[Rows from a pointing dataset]
▼▼▼
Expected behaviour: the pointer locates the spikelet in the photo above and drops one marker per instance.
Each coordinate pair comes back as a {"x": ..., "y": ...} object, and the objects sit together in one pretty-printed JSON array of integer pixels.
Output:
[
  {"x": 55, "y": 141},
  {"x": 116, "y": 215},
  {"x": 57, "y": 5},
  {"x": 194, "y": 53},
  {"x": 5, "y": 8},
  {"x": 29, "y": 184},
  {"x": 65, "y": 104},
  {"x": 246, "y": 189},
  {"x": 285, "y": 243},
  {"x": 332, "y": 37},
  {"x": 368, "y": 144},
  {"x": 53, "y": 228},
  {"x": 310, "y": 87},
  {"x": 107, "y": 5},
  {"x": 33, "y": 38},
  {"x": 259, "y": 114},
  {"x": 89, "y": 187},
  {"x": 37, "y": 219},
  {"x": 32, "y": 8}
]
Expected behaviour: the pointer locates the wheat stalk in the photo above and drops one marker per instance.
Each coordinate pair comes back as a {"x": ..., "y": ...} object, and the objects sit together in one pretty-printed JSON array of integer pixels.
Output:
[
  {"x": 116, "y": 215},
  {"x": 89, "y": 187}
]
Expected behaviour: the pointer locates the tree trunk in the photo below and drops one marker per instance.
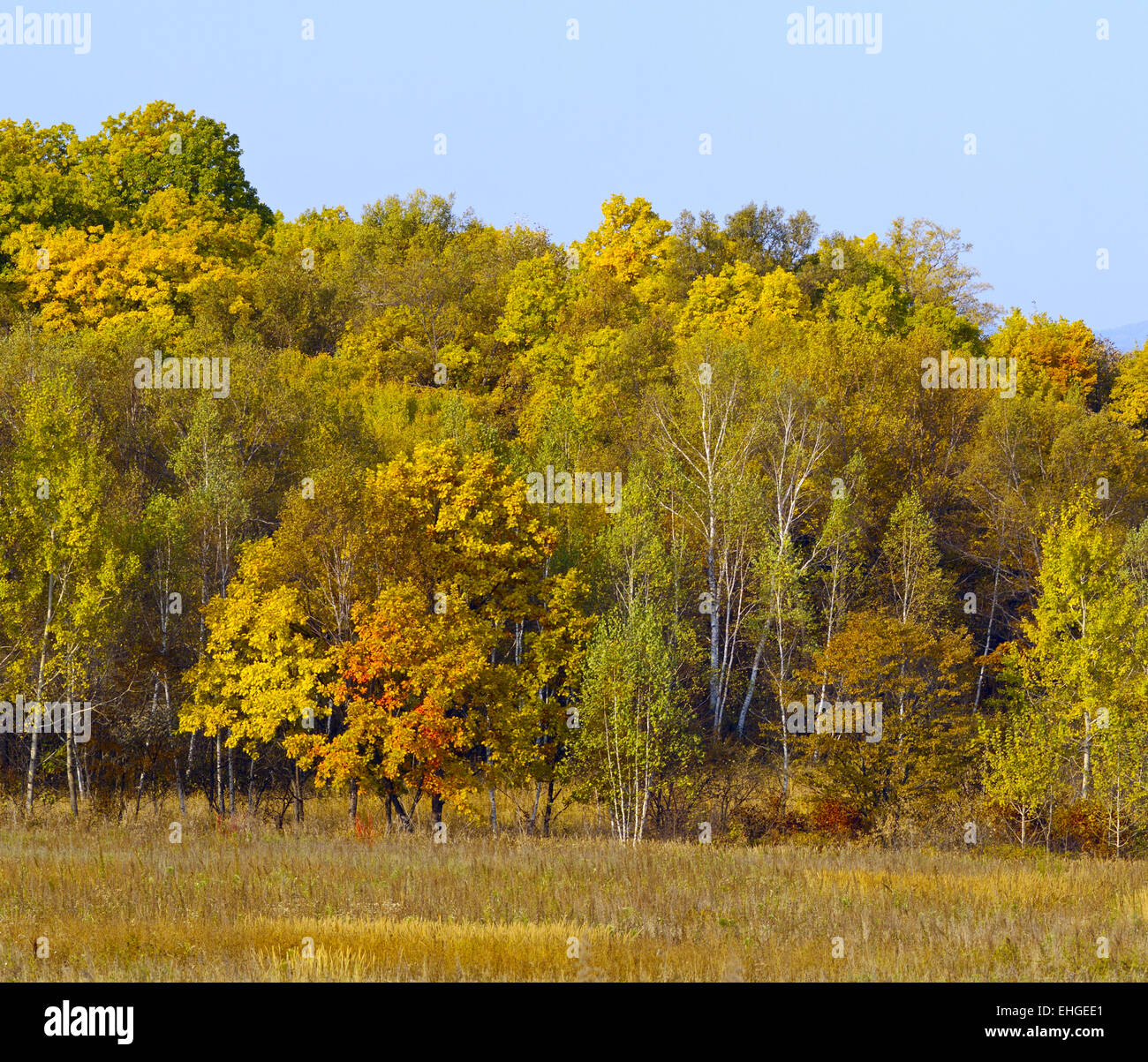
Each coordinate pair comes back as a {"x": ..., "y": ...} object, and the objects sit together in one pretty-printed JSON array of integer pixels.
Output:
[
  {"x": 298, "y": 795},
  {"x": 72, "y": 766}
]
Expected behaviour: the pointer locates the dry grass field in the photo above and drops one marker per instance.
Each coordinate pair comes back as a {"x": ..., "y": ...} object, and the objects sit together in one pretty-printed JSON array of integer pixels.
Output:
[{"x": 123, "y": 902}]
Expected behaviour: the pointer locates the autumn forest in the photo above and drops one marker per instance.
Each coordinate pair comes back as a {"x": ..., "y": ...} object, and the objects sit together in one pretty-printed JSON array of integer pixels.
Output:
[{"x": 693, "y": 528}]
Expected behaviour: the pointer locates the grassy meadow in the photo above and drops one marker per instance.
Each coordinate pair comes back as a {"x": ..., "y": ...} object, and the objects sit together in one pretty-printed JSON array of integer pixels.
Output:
[{"x": 237, "y": 901}]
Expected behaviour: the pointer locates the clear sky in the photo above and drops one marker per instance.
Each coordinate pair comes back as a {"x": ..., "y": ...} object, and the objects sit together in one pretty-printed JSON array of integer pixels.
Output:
[{"x": 543, "y": 129}]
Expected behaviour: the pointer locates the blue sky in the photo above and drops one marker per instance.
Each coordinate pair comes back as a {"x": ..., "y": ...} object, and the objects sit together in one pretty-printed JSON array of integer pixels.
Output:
[{"x": 543, "y": 129}]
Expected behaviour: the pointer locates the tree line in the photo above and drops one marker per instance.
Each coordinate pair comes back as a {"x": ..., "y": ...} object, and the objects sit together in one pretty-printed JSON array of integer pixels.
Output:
[{"x": 387, "y": 557}]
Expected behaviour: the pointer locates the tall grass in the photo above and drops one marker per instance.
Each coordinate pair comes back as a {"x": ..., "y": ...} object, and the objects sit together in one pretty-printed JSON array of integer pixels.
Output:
[{"x": 236, "y": 901}]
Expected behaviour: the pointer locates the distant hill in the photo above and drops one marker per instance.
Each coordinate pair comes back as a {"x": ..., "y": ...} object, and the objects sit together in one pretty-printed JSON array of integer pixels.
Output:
[{"x": 1128, "y": 336}]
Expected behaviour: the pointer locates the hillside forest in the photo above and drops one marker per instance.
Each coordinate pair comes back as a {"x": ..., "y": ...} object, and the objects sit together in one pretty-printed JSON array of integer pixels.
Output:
[{"x": 730, "y": 523}]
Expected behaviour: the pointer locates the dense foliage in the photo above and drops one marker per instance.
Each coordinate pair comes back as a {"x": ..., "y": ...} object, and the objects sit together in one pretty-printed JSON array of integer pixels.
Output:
[{"x": 351, "y": 548}]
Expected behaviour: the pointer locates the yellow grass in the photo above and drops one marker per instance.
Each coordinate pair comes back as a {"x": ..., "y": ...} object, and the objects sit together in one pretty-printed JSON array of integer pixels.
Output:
[{"x": 122, "y": 902}]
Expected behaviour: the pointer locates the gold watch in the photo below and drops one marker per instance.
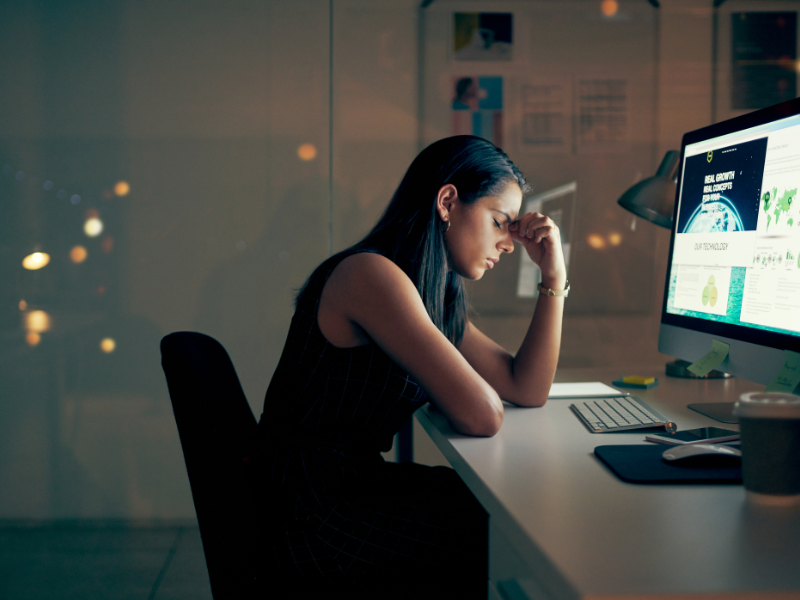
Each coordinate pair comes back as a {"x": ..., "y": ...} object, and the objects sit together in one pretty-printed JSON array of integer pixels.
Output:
[{"x": 549, "y": 292}]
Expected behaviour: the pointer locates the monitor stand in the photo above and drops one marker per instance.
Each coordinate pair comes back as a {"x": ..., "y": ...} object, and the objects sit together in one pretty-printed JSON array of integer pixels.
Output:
[
  {"x": 719, "y": 411},
  {"x": 679, "y": 368}
]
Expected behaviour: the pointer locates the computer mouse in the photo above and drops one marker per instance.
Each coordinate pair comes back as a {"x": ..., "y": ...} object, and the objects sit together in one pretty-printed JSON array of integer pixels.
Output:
[{"x": 701, "y": 452}]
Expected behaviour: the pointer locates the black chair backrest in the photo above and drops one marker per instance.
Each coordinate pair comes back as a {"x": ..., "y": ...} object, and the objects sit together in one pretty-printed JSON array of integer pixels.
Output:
[{"x": 218, "y": 432}]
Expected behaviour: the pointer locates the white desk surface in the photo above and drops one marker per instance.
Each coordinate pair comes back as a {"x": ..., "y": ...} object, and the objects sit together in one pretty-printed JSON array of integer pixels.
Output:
[{"x": 586, "y": 534}]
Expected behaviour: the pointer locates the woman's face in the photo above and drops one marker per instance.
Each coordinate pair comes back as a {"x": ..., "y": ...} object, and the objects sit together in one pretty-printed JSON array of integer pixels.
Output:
[{"x": 478, "y": 233}]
▲▲▲
Could you write out all the records again with "drops one marker" switched to "places one marker" and everything else left unchanged, omitting the pictures?

Expected behaviour: the pointer locates the spikelet in the photo above and places one marker per instance.
Each coordinate pair comes back as a {"x": ..., "y": ...} object, and the objects sit together in one pretty-printed JSON array of integer pixels.
Output:
[
  {"x": 55, "y": 141},
  {"x": 116, "y": 215},
  {"x": 57, "y": 5},
  {"x": 194, "y": 53},
  {"x": 5, "y": 8},
  {"x": 29, "y": 184},
  {"x": 65, "y": 104},
  {"x": 246, "y": 189},
  {"x": 285, "y": 243},
  {"x": 332, "y": 37},
  {"x": 368, "y": 144},
  {"x": 53, "y": 228},
  {"x": 310, "y": 87},
  {"x": 107, "y": 5},
  {"x": 33, "y": 38},
  {"x": 259, "y": 114},
  {"x": 89, "y": 187},
  {"x": 37, "y": 219},
  {"x": 32, "y": 8}
]
Expected behaviour: the pointer locates the wheat stalk in the photo above and places one marker per instance.
Each coordinate pair comes back as a {"x": ..., "y": ...} object, and the objects sit together in one pretty-printed JSON array of integer pixels.
Output:
[
  {"x": 116, "y": 215},
  {"x": 89, "y": 187}
]
Expected behaviour: the pointer locates the tree trunk in the photo below and places one marker per instance.
Each coordinate pair comes back as a {"x": ..., "y": ...} object, and the objects sit together in one pretty-printed JSON array of integer pixels.
Output:
[
  {"x": 298, "y": 795},
  {"x": 72, "y": 766}
]
Expected behaviour: the pointer locates the dry grass field in the photo above and places one marker per instance.
Each coordinate pair comes back as a {"x": ..., "y": ...} object, and the objects sit together in one pretty-printed JSON array of integer pixels.
Output:
[{"x": 123, "y": 902}]
Expected behaviour: the pointer locates the autumn forest in the photo above and places one marker per instance.
Each coordinate pair comes back as a {"x": ..., "y": ...} object, and the objects sit together in one pretty-printed JSON array of integer pixels.
Output:
[{"x": 693, "y": 528}]
Expected behaviour: the pointer locates the grassy meadow in the photo above and places one marker per instance.
Each coordinate pair comes back as a {"x": ..., "y": ...} object, and the objects sit together in one pretty-printed JSON array of integer pixels.
Output:
[{"x": 237, "y": 901}]
Expected behaviour: the pointer locates the clear sky in the photo above and places one marker per instance.
Each coordinate pair comes back as a {"x": ..., "y": ...} object, and the objects sit together in one pretty-printed JSON array of integer pixels.
Output:
[{"x": 543, "y": 129}]
Expected behaviour: the pointer locates the blue sky in the photo above and places one marker per instance.
Each coordinate pair comes back as a {"x": ..., "y": ...} object, and the objects sit together in one pretty-printed JSON array of integer pixels.
Output:
[{"x": 543, "y": 129}]
Expected behaviour: the pointer locates the tree line in the photo above and places one marker per instance.
Each coordinate pair comes back as a {"x": ..., "y": ...} object, and the objects sit together in one pretty-printed JSON array of integer pixels.
Output:
[{"x": 387, "y": 557}]
Expected behaviour: the pointer locates the tall grass in the photo above and places one marker per instance.
Each coordinate pair comes back as a {"x": ..., "y": ...} object, and the objects sit together in one pretty-printed JSON array of integer pixels.
Output:
[{"x": 236, "y": 901}]
Expected behaviour: the pointer locates the distant hill in the photo above and places one marker per instance.
Each coordinate pair comes back as a {"x": ..., "y": ...} object, and the objects sit together in one pretty-printed JSON array of integer pixels.
Output:
[{"x": 1128, "y": 336}]
Expected behaviour: the pointer locates the hillside forest in the photo above and places one marker per instance.
Each coordinate pair comes back as a {"x": ..., "y": ...} object, and the objects sit together in one pretty-printed JSON array of integer pixels.
Output:
[{"x": 730, "y": 523}]
Expected behaviour: the pointer locates the dense foliage in the photo above and places one marker per instance.
Each coordinate pair comes back as a {"x": ..., "y": ...} object, and the objects sit together in one pretty-printed JSON array of integer pixels.
Output:
[{"x": 351, "y": 548}]
Expected behaviour: the pointer locates the yellow grass in the photo above and places one marker per instance.
Each coordinate pair comes back as a {"x": ..., "y": ...} object, and the objects sit together in one pretty-printed JSON array of integer pixels.
Output:
[{"x": 122, "y": 902}]
Expected behaviour: the pointer locates the gold watch in the photo below and places one marker per instance.
Each coordinate pair comes back as a {"x": ..., "y": ...} object, and the objects sit together in one pretty-printed JSON array of integer pixels.
Output:
[{"x": 549, "y": 292}]
Expected behaviour: the pointer locates the monitor stand in the photo above and places one marker per instance.
Each coordinate pair comes back as a {"x": ..., "y": ...} object, and the objects sit together in one pretty-printed JSON array of integer pixels.
Output:
[
  {"x": 719, "y": 411},
  {"x": 679, "y": 368}
]
Expected behaviour: the pointer locates the computer mouse in the photo above and places one marker per instance.
Each coordinate pair comes back as a {"x": ..., "y": ...} object, and the objects sit together in one pretty-printed JSON array of integer pixels.
Output:
[{"x": 701, "y": 452}]
Expected behaviour: the pointer locates the black chair backrest in the photo above and places one marker per instance.
Each coordinate pair comes back as a {"x": ..., "y": ...} object, and the objects sit together in one pretty-printed JSON array of integer pixels.
Output:
[{"x": 218, "y": 432}]
Expected behaviour: the pointer locates the white desk surface in the photo above and places one marker per instance.
Each coordinate pair comes back as a {"x": ..., "y": ...} object, and the objects sit together in one pretty-printed JSON array of integer pixels.
Output:
[{"x": 586, "y": 534}]
Expected behaviour: the pointer locates the woman's face in the photo above and places one marker per instance.
Each coordinate pair comes back as a {"x": ..., "y": ...} object, and the objects sit together in one pretty-printed JSON array of integer pixels.
Output:
[{"x": 478, "y": 233}]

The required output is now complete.